- [Aim of the exercise] Each entry is to be retyped exactly as it appears, and each image is to be dropped.

- [Provided records]
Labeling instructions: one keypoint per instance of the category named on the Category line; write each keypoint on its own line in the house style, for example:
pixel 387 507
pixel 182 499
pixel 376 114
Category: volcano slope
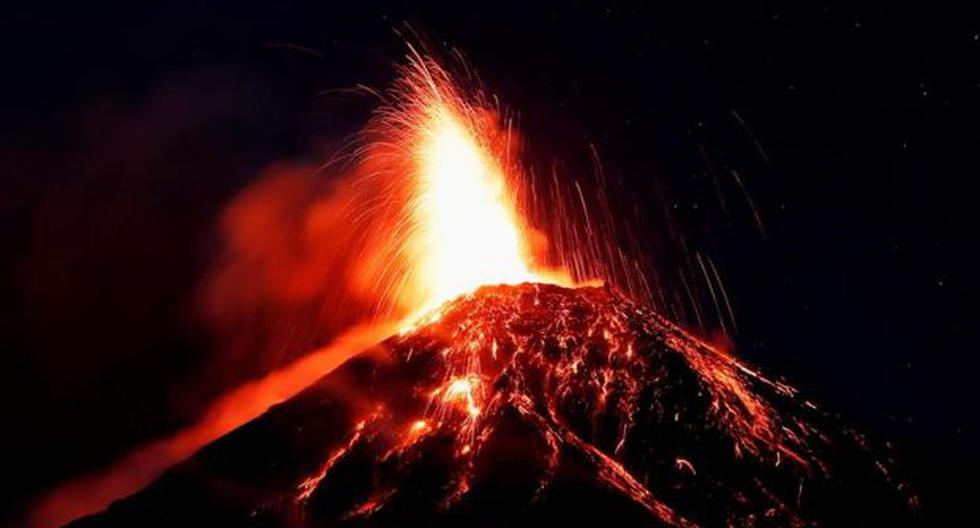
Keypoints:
pixel 532 405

- [Response area]
Labeling instructions: one keypoint per instance of the category named on the Category line; write each keypoint on its own line in the house style, for example:
pixel 387 507
pixel 182 499
pixel 376 114
Category: volcano slope
Keypoints:
pixel 532 405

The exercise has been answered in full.